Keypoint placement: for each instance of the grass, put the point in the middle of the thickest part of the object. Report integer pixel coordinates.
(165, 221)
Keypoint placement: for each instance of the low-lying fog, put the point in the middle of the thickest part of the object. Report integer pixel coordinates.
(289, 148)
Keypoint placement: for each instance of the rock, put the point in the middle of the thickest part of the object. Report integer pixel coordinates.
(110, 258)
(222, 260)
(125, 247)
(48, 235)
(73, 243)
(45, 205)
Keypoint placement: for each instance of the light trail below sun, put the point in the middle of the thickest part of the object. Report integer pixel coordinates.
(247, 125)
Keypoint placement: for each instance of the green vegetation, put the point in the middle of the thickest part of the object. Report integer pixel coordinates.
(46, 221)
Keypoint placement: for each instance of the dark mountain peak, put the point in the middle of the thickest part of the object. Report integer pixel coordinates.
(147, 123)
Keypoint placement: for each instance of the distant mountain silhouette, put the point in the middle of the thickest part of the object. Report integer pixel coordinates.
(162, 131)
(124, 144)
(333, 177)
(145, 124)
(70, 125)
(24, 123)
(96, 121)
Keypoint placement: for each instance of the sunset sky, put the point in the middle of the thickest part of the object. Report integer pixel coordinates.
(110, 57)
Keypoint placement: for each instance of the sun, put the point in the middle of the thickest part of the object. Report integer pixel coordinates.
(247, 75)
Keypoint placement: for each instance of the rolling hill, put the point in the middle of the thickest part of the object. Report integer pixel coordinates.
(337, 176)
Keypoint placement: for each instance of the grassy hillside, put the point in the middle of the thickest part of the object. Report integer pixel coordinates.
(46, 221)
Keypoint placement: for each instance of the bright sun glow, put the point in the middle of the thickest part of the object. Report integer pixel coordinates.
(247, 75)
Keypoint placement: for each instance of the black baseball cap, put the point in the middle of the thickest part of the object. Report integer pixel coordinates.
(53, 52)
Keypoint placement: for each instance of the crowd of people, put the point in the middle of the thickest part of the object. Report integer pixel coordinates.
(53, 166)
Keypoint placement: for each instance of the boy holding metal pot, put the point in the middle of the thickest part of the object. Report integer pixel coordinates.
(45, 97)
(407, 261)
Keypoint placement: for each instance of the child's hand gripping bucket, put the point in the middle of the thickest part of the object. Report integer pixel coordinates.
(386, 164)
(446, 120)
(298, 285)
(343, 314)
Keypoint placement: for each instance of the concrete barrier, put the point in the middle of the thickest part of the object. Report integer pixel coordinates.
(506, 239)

* * *

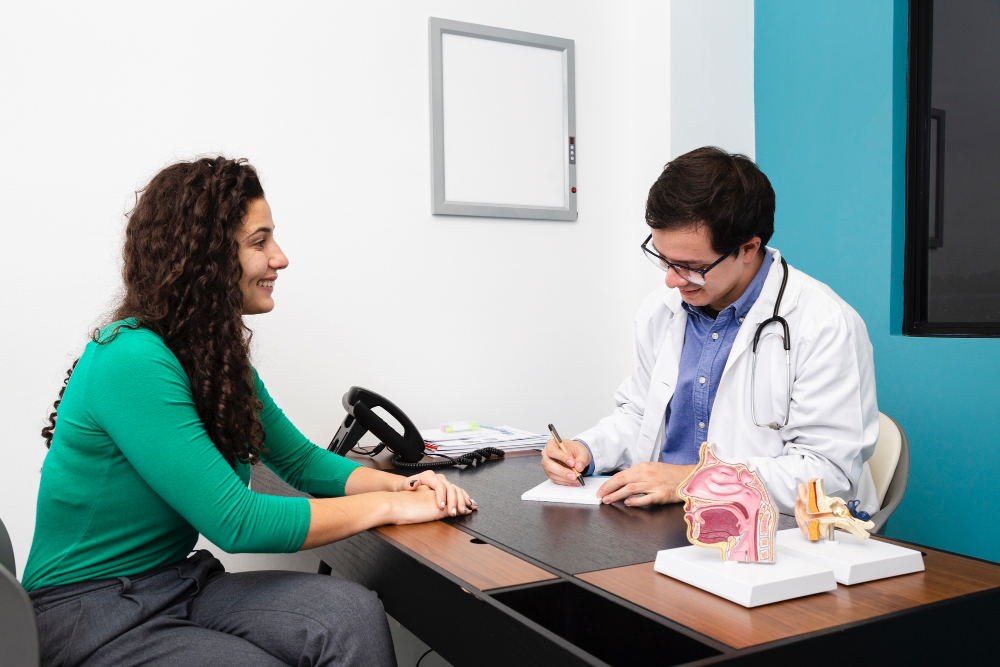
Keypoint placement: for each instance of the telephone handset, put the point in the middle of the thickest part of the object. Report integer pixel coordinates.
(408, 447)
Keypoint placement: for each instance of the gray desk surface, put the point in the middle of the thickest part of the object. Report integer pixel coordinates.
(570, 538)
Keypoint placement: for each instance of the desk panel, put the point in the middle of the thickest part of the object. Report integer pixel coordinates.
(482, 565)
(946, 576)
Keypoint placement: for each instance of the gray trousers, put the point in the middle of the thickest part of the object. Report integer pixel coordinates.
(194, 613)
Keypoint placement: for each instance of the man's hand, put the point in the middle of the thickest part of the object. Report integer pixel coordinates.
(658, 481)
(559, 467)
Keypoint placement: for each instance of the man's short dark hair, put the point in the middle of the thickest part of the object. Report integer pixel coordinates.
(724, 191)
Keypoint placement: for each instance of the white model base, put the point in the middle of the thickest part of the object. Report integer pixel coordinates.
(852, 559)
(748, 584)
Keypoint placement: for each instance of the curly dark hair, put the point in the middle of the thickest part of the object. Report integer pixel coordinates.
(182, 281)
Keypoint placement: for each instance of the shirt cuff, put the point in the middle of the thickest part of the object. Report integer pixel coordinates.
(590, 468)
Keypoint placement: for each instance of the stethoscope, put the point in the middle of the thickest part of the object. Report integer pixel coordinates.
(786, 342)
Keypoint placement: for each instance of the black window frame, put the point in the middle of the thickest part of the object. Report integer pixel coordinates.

YOUR TASK:
Look above for the line with "Keypoint placement: for each instance of the curly" and the line with "Keypoint placement: for each instance of the black window"; transcribe both and all lines in between, exactly, and nothing else.

PROBLEM SOLUTION:
Keypoint placement: for each instance of the curly dark hair, put the point in the middle of the thickest part of the object. Report integer pixel coordinates.
(182, 281)
Keypoint placement: for each instance of the shirt cuff, put the point in the middle of the thickest part of the object. Report integer pixel coordinates.
(590, 468)
Keypoint placement: for each instance of the stethoscope, put the point in the middle of the thickest part of the object. Report integer pixel coordinates.
(786, 342)
Keypoint placement: for each instance of the black window frame, put the point in the middle of the thickest part of the object. Report integer pixel coordinates.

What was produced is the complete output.